THE PROBLEM – Copy every one of the records below word for word, leaving nothing out and adding nothing.

PROVIDED DATA –
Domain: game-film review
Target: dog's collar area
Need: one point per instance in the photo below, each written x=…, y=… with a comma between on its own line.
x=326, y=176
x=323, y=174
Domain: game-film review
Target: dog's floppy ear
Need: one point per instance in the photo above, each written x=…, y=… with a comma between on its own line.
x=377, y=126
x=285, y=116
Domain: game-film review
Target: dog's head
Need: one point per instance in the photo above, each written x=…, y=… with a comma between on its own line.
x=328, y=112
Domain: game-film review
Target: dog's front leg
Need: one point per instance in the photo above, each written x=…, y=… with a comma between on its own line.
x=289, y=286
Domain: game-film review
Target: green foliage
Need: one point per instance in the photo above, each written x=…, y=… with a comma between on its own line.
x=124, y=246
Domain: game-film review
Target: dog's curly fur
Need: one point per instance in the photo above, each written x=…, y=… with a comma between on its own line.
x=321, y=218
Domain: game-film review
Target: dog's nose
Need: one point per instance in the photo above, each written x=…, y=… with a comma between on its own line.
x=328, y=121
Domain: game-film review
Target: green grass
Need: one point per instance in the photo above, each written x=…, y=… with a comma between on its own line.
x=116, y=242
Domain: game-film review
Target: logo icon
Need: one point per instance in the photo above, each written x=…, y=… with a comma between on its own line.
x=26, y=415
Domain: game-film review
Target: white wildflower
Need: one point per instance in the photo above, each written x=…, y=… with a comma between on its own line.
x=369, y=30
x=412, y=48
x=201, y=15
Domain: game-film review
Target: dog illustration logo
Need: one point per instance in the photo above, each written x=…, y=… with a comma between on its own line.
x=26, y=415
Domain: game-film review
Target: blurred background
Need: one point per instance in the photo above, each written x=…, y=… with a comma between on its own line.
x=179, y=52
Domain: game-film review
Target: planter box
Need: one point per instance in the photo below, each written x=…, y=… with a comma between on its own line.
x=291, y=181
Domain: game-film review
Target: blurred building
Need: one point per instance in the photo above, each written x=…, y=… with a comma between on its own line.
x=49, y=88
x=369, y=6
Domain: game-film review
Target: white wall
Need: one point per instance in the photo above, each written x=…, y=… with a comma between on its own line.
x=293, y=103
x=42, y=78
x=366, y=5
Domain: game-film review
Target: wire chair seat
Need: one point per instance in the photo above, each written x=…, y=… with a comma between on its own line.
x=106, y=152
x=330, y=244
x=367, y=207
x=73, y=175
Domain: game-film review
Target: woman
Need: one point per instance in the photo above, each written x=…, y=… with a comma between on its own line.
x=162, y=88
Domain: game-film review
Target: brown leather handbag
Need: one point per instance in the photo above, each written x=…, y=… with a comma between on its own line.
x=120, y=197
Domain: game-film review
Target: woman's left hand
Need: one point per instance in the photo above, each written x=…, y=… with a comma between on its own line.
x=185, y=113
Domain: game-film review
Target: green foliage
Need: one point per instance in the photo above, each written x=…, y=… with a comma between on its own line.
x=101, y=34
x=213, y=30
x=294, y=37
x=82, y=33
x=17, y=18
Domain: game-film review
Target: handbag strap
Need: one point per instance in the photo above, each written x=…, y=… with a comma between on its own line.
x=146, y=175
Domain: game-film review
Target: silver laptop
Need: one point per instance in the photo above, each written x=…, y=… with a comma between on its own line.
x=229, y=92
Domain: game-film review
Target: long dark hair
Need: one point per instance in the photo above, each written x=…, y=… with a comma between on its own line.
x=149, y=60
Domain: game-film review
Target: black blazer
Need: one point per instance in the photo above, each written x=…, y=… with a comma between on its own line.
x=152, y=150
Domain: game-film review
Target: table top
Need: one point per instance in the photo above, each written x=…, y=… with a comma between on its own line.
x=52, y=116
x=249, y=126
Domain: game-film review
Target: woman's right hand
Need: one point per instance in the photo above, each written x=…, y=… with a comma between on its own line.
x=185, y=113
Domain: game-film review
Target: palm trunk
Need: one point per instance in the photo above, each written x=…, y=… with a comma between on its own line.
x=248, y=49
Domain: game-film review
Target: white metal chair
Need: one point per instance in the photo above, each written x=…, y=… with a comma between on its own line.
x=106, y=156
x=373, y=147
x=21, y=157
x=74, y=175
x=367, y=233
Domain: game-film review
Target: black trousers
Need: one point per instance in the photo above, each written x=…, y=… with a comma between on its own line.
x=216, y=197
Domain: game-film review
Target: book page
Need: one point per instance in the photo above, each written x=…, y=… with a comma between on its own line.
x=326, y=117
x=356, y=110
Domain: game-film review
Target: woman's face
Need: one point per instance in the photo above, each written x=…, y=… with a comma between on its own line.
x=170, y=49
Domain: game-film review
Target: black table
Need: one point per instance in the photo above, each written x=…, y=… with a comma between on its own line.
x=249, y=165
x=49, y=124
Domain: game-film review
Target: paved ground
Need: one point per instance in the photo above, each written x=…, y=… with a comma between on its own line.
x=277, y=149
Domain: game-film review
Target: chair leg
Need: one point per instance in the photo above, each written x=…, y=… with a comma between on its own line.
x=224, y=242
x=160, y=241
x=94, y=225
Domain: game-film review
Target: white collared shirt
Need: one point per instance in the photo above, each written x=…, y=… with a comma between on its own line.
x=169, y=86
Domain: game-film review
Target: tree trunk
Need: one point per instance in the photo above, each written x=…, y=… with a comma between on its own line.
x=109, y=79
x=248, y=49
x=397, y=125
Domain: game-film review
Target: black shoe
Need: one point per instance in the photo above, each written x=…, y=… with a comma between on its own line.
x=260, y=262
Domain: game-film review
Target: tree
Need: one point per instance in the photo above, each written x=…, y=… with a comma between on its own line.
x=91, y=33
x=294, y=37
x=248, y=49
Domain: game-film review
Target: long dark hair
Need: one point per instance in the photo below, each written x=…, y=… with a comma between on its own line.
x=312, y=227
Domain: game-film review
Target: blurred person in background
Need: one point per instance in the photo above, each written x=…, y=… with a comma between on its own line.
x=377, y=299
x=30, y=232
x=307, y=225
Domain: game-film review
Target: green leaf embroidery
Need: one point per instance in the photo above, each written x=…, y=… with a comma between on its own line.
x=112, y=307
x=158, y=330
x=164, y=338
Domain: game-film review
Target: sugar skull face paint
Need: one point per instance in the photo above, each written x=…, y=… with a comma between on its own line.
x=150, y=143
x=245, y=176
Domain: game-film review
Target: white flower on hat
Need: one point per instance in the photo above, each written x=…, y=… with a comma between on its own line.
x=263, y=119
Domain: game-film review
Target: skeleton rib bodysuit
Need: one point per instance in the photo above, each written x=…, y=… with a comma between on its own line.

RESULT OF THE TASK –
Domain: game-film review
Target: dog's collar area
Need: one point per instance in the photo below, each written x=…, y=… with a comma between on its own line.
x=326, y=176
x=323, y=174
Domain: game-film review
Target: dog's floppy ear
Need: one point per instance in the photo above, each written x=…, y=… with a comma between on its own line.
x=377, y=126
x=285, y=116
Domain: game-film review
Target: dog's head
Need: one point per instance in the photo above, each written x=…, y=… with a comma between on its own line.
x=328, y=112
Domain: game-film review
Target: dog's front leg
Need: one point per instance in the photo above, each written x=…, y=… with a comma between on its own line.
x=289, y=286
Domain: game-film review
Target: green foliage
Need: one point per instance in the photo above, each written x=…, y=… with a comma between on its own line.
x=124, y=246
Domain: game-film review
Target: dog's curly fur
Need: one point per instance in the photo above, each written x=…, y=… with a comma between on its own line.
x=321, y=218
Domain: game-film review
Target: dog's nose
Need: one point per instance in the photo above, each written x=…, y=… with a comma between on its own line.
x=328, y=121
Domain: game-film review
Target: green grass
Need: one point per instance in the photo above, each written x=…, y=… with a comma between on its own line.
x=116, y=242
Domain: game-film review
Target: logo icon
Need: one point per instance in the photo above, each written x=…, y=… with a comma between on its own line.
x=26, y=415
Domain: game-film review
Target: white wildflower
Need: one point per instance in the photo above, each written x=…, y=… with a comma between on its own line.
x=369, y=30
x=412, y=48
x=201, y=15
Domain: game-film review
Target: dog illustration logo
Need: one point per instance in the photo above, each written x=…, y=… with a comma between on its own line.
x=26, y=415
Domain: game-film review
Target: blurred background
Need: one point per instance in the photo above, each written x=…, y=… with a comma between on its own line.
x=179, y=52
Domain: game-film review
Target: planter box
Need: one point per instance in the photo below, each written x=…, y=… with a comma between on its own line.
x=291, y=181
Domain: game-film review
Target: blurred building
Need: one point per instance in the photo above, each written x=…, y=… with a comma between on its own line.
x=49, y=88
x=369, y=6
Domain: game-film review
Target: white wall
Need: one point per instance in the photo above, each written x=…, y=… with a comma between on its own line.
x=293, y=103
x=42, y=78
x=366, y=5
Domain: game-film review
Target: wire chair seat
Need: one point per instance in the photo above, each written x=…, y=… with a comma between on its own line.
x=106, y=152
x=330, y=244
x=367, y=207
x=73, y=175
Domain: game-film review
Target: woman
Need: one point per instance in the photo above, each written x=…, y=… with a comma between on its own line.
x=162, y=88
Domain: game-film review
Target: brown leather handbag
Need: one point per instance in the photo above, each written x=…, y=… with a comma between on its own line.
x=120, y=197
Domain: game-film review
Target: woman's left hand
Need: one point per instance in the photo above, each written x=…, y=… with a comma between on its own line.
x=185, y=113
Domain: game-film review
Target: green foliage
Need: one point per instance in the photo above, each written x=…, y=… with a comma between on its own line.
x=101, y=34
x=213, y=30
x=294, y=37
x=82, y=33
x=17, y=18
Domain: game-film review
Target: handbag strap
Need: one point per instance in the photo above, each written x=…, y=… with a comma between on its own line.
x=146, y=175
Domain: game-film review
Target: silver laptop
Need: one point per instance in the photo above, each written x=…, y=… with a comma between on its own line.
x=229, y=92
Domain: game-film review
Target: long dark hair
Need: one point per instance in the photo above, each written x=…, y=… with a comma between on its own line.
x=149, y=60
Domain: game-film review
Target: black blazer
Need: one point per instance in the photo above, each written x=…, y=… with a comma between on its own line.
x=152, y=150
Domain: game-film review
Target: table top
Need: one point per instance in the photo above, each written x=…, y=… with a comma between on its own line.
x=52, y=116
x=249, y=126
Domain: game-film review
Target: woman's right hand
Need: one point per instance in the photo above, each written x=…, y=… with a comma between on its own line.
x=185, y=113
Domain: game-film review
Target: palm trunk
Need: one point per instance in the photo above, each written x=…, y=… with a comma between on its own line.
x=248, y=49
Domain: game-film review
Target: white metal chair
Need: one point per instance in the photo above, each written x=…, y=… with a comma between on its own line.
x=106, y=156
x=373, y=147
x=21, y=157
x=74, y=175
x=367, y=233
Domain: game-film review
Target: black trousers
Need: one point per instance in the photo above, each written x=…, y=… with a comma between on its own line.
x=216, y=197
Domain: game-film review
Target: book page
Need: one point per instance in the photo above, each written x=…, y=… with a comma between on its own line.
x=326, y=117
x=356, y=110
Domain: game-film review
Target: woman's face
Need: one point per instance in the photo above, each written x=…, y=… with a comma between on its own line.
x=170, y=49
Domain: game-film review
Target: black table
Need: one point per instance in the photo above, each written x=…, y=… with a comma between on its own line.
x=249, y=165
x=49, y=124
Domain: game-film review
Target: paved ground
Need: one point per instance in the photo above, each written x=…, y=… with a comma between on its own line.
x=277, y=149
Domain: game-film review
Target: chair leg
Need: one point per instance in the photo above, each written x=…, y=… with a comma between on its own line.
x=224, y=242
x=160, y=241
x=94, y=225
Domain: game-film review
Target: white collared shirt
Need: one point per instance in the photo above, each written x=…, y=… with a comma between on its own line.
x=169, y=86
Domain: game-film review
Target: tree trunk
Need: one point per instance in the photo above, each written x=…, y=… with a comma between on its own line.
x=109, y=79
x=248, y=49
x=397, y=125
Domain: game-film review
Target: black shoe
Need: one point per instance in the photo above, each written x=…, y=… with a comma between on its own line.
x=260, y=262
Domain: game-film review
Target: tree
Need: one point per instance in the photo above, each written x=…, y=… with a comma between on its own line.
x=91, y=33
x=294, y=37
x=248, y=49
Domain: game-film review
Target: long dark hair
Need: one point per instance in the photo below, each written x=…, y=… with a comma between on its own line.
x=312, y=227
Domain: game-film review
Target: blurred person in background
Need: one point per instance in the photo above, each written x=…, y=… with a comma between on its own line.
x=377, y=299
x=30, y=232
x=307, y=225
Domain: game-film review
Target: green leaf embroidery
Need: one point per instance in the photo above, each written x=…, y=… with a comma between on its own line.
x=112, y=307
x=158, y=330
x=164, y=338
Domain: game-film review
Target: sugar skull face paint
Need: one point per instance in the photo above, each written x=…, y=… with a comma between on its own line.
x=150, y=143
x=245, y=176
Domain: game-film review
Target: white flower on hat
Need: one point per instance in the photo above, each written x=…, y=… with a comma between on its own line.
x=263, y=119
Domain: game-film review
Target: skeleton rib bodysuit
Need: one point per instance in the photo above, each written x=…, y=… with a comma between on its own line.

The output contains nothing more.